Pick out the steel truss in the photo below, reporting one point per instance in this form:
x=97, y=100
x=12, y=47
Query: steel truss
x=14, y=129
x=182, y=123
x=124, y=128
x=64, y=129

::::::

Copy out the lines above word for word, without changing a thing.

Pick out the steel truss in the photo below, reporting one point per instance in this form:
x=97, y=100
x=12, y=47
Query: steel truss
x=14, y=129
x=182, y=123
x=124, y=128
x=64, y=129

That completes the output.